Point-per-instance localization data
┌──

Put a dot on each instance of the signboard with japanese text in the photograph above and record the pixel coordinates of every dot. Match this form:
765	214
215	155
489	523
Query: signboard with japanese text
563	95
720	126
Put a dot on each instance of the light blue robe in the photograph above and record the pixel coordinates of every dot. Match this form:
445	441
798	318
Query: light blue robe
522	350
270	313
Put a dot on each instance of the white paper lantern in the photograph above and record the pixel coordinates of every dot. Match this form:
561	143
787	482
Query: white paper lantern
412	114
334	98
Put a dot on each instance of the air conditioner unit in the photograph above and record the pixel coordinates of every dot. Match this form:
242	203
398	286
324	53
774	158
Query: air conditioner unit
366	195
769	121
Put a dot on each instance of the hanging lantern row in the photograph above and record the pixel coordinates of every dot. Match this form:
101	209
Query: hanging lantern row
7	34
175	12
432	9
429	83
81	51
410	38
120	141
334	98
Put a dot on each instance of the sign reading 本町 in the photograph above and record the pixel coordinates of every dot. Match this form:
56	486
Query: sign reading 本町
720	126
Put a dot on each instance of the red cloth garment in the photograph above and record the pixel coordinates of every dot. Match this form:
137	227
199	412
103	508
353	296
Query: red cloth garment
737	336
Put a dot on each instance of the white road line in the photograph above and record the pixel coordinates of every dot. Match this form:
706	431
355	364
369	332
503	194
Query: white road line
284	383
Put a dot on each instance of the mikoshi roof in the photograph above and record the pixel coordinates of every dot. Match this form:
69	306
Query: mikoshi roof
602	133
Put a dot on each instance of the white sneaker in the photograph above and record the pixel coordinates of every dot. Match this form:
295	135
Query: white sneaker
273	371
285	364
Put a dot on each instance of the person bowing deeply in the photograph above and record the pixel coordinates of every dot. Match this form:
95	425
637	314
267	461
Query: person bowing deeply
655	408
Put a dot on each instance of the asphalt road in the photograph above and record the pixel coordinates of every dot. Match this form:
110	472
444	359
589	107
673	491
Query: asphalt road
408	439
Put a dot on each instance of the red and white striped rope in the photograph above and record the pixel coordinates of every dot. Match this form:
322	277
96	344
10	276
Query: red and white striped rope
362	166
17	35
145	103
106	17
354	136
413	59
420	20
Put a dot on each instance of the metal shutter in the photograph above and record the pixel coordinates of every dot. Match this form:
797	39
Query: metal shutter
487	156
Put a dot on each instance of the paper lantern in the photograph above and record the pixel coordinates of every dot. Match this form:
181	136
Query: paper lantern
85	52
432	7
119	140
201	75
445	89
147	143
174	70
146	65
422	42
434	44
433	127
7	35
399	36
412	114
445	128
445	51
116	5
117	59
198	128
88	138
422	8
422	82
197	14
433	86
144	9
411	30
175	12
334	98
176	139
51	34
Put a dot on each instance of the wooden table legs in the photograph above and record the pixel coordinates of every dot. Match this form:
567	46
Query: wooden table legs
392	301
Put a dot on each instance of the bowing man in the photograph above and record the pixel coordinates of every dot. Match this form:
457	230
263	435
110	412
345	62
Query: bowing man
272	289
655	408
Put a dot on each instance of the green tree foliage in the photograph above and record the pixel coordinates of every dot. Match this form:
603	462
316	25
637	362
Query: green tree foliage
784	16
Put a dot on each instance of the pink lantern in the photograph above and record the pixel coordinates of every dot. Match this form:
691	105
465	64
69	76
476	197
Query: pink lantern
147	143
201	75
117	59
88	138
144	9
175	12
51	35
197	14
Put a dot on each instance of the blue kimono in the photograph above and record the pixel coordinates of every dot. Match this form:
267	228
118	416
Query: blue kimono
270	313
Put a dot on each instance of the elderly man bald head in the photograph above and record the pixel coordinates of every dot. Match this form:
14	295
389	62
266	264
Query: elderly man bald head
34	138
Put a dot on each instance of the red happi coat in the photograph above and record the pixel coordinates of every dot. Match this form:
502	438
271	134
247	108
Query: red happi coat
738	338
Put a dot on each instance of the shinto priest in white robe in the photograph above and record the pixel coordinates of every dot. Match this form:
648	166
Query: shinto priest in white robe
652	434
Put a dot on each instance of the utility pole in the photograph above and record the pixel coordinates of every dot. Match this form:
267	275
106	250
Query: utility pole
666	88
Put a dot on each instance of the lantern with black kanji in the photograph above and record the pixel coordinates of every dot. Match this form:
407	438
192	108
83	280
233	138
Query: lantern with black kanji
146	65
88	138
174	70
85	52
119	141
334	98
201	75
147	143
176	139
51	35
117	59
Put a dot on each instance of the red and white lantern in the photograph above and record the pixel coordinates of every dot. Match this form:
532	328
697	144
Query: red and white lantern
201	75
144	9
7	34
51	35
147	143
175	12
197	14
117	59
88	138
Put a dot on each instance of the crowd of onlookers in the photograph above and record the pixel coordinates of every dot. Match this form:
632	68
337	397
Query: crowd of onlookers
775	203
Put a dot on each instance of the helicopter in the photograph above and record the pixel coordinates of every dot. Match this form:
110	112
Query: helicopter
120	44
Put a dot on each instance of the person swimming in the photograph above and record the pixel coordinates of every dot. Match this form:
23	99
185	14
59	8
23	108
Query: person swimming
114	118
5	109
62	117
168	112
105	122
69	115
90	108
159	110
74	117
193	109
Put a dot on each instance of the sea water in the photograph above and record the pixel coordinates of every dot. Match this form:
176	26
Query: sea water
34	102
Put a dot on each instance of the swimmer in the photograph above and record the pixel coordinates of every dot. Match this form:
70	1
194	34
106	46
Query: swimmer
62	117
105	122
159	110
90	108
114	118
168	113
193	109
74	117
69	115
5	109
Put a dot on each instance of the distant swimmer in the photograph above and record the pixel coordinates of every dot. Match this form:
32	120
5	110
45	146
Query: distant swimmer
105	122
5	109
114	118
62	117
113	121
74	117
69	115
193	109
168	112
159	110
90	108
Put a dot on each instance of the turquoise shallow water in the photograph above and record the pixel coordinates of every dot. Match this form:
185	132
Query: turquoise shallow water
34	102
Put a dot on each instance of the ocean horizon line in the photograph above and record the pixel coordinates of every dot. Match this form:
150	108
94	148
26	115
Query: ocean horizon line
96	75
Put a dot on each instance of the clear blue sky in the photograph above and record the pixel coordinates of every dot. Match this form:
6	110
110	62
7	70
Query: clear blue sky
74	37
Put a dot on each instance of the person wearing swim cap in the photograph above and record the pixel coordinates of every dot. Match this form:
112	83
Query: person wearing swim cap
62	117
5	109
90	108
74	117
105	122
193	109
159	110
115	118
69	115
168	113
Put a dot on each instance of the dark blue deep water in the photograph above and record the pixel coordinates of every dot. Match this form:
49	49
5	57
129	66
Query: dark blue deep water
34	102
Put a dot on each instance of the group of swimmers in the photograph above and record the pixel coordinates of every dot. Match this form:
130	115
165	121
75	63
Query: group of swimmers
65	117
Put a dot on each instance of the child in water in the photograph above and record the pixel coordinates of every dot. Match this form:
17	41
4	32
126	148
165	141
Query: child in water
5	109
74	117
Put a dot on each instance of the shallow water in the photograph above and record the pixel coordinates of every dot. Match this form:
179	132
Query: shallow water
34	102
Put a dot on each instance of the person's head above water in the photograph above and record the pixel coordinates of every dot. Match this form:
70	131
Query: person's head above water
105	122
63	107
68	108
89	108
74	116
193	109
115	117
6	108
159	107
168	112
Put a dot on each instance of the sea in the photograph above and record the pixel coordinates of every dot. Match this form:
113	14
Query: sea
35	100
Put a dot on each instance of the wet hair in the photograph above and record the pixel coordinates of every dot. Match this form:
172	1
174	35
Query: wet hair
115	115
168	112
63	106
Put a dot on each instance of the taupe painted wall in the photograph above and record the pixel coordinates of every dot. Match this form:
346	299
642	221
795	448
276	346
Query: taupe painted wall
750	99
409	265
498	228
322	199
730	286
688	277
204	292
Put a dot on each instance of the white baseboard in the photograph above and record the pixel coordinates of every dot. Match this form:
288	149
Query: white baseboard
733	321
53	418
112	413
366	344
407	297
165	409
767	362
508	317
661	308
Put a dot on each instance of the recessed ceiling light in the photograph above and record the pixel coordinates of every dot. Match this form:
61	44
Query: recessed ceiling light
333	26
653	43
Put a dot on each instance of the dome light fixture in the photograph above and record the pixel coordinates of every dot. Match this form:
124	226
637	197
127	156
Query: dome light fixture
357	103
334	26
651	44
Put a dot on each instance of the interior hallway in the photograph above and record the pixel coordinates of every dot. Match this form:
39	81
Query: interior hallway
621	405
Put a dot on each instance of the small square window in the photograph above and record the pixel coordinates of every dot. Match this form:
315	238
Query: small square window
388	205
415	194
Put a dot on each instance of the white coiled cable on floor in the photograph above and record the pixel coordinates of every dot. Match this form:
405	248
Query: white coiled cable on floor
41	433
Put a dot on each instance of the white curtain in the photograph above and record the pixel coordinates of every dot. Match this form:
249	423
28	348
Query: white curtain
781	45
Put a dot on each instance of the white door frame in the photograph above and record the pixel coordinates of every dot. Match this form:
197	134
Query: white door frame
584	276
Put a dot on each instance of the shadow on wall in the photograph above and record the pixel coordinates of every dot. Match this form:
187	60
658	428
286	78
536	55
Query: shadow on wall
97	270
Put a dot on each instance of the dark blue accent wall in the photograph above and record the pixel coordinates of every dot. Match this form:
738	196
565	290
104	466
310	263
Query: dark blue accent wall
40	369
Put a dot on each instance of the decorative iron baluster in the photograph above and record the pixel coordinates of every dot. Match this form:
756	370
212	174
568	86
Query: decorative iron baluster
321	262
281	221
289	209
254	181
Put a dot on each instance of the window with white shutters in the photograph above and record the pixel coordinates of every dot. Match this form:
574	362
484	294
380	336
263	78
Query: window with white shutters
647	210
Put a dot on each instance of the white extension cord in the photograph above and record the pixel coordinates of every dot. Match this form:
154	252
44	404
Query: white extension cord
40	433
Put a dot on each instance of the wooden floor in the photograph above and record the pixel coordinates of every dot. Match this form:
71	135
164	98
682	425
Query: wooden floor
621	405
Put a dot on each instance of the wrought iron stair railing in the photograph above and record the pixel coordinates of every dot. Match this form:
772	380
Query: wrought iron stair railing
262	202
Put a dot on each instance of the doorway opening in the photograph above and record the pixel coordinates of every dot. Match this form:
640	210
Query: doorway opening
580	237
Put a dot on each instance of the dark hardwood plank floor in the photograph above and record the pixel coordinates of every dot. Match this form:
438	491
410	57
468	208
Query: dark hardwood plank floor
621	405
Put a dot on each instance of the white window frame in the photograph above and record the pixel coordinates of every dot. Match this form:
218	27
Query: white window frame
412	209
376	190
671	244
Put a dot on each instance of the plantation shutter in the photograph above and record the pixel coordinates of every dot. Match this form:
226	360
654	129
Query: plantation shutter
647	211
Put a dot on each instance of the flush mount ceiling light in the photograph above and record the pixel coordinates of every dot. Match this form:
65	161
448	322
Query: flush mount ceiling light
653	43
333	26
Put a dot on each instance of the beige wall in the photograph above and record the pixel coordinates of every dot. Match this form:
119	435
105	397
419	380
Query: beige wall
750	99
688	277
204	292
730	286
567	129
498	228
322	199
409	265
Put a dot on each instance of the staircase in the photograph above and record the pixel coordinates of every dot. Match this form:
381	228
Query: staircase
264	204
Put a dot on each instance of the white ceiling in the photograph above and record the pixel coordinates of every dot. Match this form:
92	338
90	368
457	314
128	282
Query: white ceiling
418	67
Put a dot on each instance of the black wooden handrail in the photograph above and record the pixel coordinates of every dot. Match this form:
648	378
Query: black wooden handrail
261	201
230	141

└──

▶ _AIM OF THE TASK_
From the line holding "Query: blue kimono" to the line holding "Put a dot on each instance of the crowd", inclusive, restate each line above exactly as written.

▶ _YOUR RESPONSE_
Query: blue kimono
270	313
Put a dot on each instance of the elderly man bald head in the photograph above and record the pixel coordinates of every dot. Match this form:
14	295
389	62
266	264
Query: elderly man bald head
34	138
Put a dot on each instance of the red happi coat in the photograph above and record the pixel coordinates of every dot. Match this form:
502	438
271	134
247	108
Query: red happi coat
738	338
Put a dot on each instance of the shinto priest in white robe in the photograph above and record the pixel coordinates of every dot. Match this form:
648	166
Query: shinto priest in white robe
652	434
Put a dot on each instance of the utility pole in the photograph above and record the pixel coordinates of every dot. Match this form:
267	275
106	250
Query: utility pole
666	88
Put a dot on each instance of the lantern with black kanji in the photograph above and record the pixel coordinates of every dot. Match this form:
407	438
192	108
83	280
233	138
Query: lantern with black kanji
146	65
88	138
174	70
85	52
119	141
334	98
201	75
147	143
176	139
51	35
117	59
Put a dot on each instance of the red and white lantern in the photograph above and record the pixel coordinates of every dot. Match this form:
532	328
697	144
Query: red and white lantern
201	75
144	9
7	34
51	35
147	143
175	12
197	14
117	59
88	138
Put a dot on each instance of the crowd of onlookers in the photograph above and record the pixel coordinates of every dot. Match this form:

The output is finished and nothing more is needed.